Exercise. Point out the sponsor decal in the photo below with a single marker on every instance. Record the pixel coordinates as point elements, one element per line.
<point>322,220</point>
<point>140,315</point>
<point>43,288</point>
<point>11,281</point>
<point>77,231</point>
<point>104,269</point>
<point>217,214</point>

### WORK ORDER
Write the records above out again precisely.

### ANSWER TO THIS PROBLEM
Exercise. Point out the sponsor decal in the photo below with a single marker on every instance. Record the pixel coordinates as point elements, one element per line.
<point>322,220</point>
<point>140,315</point>
<point>43,288</point>
<point>11,281</point>
<point>77,231</point>
<point>104,269</point>
<point>217,214</point>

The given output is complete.